• [Talep a] Yedi Güzel Adam dizisini anlatan habere göre dizinin galasına hangi bakan katıldı?

• [Alıntılanan metin]
────────────────
Yedi Güzel Adam nasıl başladı?

Haberin Devamı

Şairler memleketi Kahramanmaraş’ın meşhur Kara Lisesi dizi oldu. Yapımını Pusula Film’in, yapımcılığını İlksen Fırat ve Ömer Can’ın, yönetmenliğini Levent Demirkale’nin üstlendiği Yedi Güzel Adam cumartesi akşamı ilk bölümüyle TRT 1’de ekrana geldi. Ancak cuma akşamı TRT 1 Tepebaşı stüdyolarında diziye bir gala yapıldı. Kültür ve Turizm Bakanı Ömer Çelik’in de katıldığı galada 20 dakikalık özel bir gösterim yapıldı. Protokol, Kahramanmaraş Lisesi’nde okuyan şairler Erdem Beyazıt, Cahit Zarifoğlu, Rasim Özdenören, Sezai Karakoç, Nuri Pakdil, Alaaddin Özdenören ve Mehmet Akif İnan’ın hayatının anlatıldığı Yedi Güzel Adam projesinin önemine vurguda bulundu. Projenin doğuş hikâyesini ise Kahramanmaraş milletvekili Sevde Beyazıt Kaçar anlattı. Soyadından da anlaşılacağı gibi Sevde Beyazıt, şair Erdem Beyazıt’ın kızı. Bu projeyi babasına ve amca diyebildiği büyük şairlere bir vefa olarak gördüğünü söyledi. TRT Genel Müdürü İbrahim Şahin, Yedi Güzel Adam dizisinin bu şairleri tanıtacağına ve kamusal fayda taşıdığına değindi.
────────────────
Toplanan veriler:
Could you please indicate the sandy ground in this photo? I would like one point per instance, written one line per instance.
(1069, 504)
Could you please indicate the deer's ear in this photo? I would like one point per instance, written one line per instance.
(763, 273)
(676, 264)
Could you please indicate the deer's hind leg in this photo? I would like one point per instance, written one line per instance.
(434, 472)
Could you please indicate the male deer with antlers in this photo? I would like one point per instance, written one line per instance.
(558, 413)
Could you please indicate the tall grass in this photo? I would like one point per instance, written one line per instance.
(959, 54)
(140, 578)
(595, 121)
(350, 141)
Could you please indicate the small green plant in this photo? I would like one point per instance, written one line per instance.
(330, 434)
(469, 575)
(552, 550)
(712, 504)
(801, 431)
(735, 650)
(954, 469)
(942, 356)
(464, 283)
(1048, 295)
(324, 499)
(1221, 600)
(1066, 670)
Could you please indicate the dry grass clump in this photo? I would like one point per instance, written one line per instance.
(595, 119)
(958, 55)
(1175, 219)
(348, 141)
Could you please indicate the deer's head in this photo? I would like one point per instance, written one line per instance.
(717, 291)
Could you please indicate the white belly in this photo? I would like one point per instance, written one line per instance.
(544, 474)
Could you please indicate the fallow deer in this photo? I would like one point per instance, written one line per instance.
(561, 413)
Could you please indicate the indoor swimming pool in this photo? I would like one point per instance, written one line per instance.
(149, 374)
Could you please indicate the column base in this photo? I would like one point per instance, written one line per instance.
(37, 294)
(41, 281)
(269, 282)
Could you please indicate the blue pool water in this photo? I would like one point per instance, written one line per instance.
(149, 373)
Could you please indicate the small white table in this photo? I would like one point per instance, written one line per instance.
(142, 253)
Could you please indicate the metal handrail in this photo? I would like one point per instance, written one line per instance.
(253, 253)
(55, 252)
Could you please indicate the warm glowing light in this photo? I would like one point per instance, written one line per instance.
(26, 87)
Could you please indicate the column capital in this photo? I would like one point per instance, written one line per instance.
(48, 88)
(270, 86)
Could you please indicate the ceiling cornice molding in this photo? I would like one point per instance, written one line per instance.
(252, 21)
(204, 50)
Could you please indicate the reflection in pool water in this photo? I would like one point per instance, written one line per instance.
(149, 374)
────────────────
• [Talep b] Girdilerde "Could you please indicate the deer's head" ifadesini içeren satırdan girdilerin sonuna kadar, iki ucu da dahil, her satırı hiç değiştirmeden çıkar.

• [Eksiksiz yanıt a] Galaya Kültür ve Turizm Bakanı Ömer Çelik katıldı.

• [Eksiksiz yanıt b]
Could you please indicate the deer's head in this photo? I would like one point per instance, written one line per instance.
(717, 291)
Could you please indicate the white belly in this photo? I would like one point per instance, written one line per instance.
(544, 474)
Could you please indicate the fallow deer in this photo? I would like one point per instance, written one line per instance.
(561, 413)
Could you please indicate the indoor swimming pool in this photo? I would like one point per instance, written one line per instance.
(149, 374)
Could you please indicate the column base in this photo? I would like one point per instance, written one line per instance.
(37, 294)
(41, 281)
(269, 282)
Could you please indicate the blue pool water in this photo? I would like one point per instance, written one line per instance.
(149, 373)
Could you please indicate the small white table in this photo? I would like one point per instance, written one line per instance.
(142, 253)
Could you please indicate the metal handrail in this photo? I would like one point per instance, written one line per instance.
(253, 253)
(55, 252)
Could you please indicate the warm glowing light in this photo? I would like one point per instance, written one line per instance.
(26, 87)
Could you please indicate the column capital in this photo? I would like one point per instance, written one line per instance.
(48, 88)
(270, 86)
Could you please indicate the ceiling cornice molding in this photo? I would like one point per instance, written one line per instance.
(252, 21)
(204, 50)
Could you please indicate the reflection in pool water in this photo? I would like one point per instance, written one line per instance.
(149, 374)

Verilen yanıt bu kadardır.